### Exercise prompt
After going through the data below, state how many lines contain "water", and nothing else.

Natural language region descriptions

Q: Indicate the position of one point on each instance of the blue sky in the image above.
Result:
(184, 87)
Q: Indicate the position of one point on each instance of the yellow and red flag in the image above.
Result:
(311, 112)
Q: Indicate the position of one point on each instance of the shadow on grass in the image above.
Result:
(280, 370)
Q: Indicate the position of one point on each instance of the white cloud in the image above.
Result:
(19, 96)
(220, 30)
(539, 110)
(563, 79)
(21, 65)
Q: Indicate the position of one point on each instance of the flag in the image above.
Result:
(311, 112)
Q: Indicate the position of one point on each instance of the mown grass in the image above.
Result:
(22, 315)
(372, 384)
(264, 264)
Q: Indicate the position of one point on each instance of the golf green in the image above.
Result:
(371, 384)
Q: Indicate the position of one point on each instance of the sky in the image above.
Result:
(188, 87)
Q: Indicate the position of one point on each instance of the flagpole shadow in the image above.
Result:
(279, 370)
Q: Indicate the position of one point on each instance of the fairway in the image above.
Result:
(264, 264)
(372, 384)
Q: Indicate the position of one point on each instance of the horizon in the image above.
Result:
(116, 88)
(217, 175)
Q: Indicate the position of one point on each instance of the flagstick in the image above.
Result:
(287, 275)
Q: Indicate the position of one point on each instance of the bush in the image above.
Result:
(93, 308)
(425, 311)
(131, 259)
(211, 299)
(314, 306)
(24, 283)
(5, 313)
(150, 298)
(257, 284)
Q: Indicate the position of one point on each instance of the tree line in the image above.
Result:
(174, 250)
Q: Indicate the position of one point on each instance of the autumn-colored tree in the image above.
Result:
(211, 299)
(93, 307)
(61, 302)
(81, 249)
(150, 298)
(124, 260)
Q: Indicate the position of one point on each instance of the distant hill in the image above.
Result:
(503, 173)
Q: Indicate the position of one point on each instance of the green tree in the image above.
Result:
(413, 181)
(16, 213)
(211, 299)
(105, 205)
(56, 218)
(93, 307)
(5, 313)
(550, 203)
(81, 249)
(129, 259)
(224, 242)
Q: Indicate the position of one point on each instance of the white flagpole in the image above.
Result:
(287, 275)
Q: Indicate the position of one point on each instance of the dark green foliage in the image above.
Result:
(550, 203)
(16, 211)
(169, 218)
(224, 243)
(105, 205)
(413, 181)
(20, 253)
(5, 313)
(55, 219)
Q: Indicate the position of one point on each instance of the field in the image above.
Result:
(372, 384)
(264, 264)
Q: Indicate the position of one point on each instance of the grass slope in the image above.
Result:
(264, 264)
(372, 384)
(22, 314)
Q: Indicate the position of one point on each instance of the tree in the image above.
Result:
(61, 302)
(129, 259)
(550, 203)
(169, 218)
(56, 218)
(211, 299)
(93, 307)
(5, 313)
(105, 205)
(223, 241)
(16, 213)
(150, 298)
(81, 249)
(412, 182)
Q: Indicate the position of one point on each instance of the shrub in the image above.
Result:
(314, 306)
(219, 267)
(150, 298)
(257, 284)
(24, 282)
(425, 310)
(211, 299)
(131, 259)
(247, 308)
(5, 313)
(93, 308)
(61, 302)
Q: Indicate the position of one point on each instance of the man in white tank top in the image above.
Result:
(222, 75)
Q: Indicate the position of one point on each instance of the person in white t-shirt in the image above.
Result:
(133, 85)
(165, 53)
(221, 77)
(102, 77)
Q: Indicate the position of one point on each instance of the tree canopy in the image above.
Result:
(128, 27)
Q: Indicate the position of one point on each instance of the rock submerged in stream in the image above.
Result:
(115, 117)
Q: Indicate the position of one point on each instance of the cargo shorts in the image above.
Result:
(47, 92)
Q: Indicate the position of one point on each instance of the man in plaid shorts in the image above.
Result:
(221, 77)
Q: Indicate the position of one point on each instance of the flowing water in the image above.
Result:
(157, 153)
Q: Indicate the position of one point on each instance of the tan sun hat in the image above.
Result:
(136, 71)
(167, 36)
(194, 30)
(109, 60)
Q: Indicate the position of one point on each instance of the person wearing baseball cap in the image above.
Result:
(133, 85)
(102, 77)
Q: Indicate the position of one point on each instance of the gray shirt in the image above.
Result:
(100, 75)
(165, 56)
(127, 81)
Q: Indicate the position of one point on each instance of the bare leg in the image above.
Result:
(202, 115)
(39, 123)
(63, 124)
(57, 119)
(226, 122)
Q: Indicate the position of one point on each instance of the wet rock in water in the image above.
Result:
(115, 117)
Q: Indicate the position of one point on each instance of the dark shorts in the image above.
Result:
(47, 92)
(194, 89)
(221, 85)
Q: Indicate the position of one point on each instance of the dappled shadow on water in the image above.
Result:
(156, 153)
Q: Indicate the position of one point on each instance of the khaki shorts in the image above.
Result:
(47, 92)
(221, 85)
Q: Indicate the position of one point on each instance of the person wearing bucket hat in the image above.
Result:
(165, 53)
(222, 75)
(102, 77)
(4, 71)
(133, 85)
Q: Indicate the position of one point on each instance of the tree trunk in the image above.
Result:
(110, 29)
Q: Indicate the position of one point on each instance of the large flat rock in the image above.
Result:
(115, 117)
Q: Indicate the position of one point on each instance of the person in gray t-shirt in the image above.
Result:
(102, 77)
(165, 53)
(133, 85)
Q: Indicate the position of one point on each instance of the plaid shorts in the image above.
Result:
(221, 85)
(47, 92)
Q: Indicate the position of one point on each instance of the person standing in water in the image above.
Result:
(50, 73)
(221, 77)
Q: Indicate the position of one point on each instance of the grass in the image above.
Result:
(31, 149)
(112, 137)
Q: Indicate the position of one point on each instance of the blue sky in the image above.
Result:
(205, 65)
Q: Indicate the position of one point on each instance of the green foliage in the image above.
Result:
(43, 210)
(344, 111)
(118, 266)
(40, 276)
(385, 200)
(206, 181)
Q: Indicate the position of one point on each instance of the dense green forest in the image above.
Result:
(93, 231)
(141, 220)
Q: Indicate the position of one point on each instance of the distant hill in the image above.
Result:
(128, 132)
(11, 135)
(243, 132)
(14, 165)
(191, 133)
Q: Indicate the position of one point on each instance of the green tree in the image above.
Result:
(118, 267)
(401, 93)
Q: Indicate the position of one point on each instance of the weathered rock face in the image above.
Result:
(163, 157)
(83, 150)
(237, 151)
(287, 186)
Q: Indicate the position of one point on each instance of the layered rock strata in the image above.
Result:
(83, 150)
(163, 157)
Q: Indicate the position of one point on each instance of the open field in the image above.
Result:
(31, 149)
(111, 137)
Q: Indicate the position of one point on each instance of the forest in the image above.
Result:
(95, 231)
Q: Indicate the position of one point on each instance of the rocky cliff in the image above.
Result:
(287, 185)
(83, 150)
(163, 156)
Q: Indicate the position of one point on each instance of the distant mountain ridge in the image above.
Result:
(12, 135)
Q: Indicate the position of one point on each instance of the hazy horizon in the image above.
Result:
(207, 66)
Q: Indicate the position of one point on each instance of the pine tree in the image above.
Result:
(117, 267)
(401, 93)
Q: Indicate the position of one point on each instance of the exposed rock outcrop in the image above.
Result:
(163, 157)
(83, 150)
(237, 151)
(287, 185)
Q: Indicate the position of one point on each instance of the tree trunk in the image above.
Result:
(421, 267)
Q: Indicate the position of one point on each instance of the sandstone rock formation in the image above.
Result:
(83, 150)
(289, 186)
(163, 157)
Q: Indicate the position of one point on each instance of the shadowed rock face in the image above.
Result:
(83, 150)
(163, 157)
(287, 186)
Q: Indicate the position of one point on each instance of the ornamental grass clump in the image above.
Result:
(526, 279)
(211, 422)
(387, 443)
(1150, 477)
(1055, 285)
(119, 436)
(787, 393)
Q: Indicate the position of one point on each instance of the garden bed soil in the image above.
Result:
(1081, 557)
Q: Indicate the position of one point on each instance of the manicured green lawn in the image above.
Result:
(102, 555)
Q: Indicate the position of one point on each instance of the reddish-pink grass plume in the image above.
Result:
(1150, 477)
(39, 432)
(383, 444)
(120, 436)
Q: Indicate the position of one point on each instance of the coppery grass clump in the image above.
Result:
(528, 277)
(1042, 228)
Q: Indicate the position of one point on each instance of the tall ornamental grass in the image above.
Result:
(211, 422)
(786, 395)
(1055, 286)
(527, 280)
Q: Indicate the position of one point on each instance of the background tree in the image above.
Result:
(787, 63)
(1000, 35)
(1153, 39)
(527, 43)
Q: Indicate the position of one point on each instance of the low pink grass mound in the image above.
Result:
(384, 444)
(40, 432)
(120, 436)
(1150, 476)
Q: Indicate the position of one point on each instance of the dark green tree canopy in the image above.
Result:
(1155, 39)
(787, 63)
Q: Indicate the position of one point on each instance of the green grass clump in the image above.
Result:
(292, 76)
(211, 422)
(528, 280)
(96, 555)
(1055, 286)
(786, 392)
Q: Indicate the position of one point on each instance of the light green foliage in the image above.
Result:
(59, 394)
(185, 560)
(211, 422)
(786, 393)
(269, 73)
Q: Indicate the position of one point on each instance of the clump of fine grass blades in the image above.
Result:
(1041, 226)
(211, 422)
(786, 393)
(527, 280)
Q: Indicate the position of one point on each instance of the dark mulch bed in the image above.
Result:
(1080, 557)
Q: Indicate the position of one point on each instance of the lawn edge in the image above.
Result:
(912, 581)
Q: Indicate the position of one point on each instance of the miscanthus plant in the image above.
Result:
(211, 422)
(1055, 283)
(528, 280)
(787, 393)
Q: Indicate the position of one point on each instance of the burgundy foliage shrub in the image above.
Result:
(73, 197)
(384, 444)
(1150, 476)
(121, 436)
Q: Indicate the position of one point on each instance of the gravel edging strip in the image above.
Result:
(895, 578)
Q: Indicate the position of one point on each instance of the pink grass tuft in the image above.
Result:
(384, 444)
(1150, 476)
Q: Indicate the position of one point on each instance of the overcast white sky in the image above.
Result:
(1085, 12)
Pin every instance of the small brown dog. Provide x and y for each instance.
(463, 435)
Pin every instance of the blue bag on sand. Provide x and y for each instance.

### Task result
4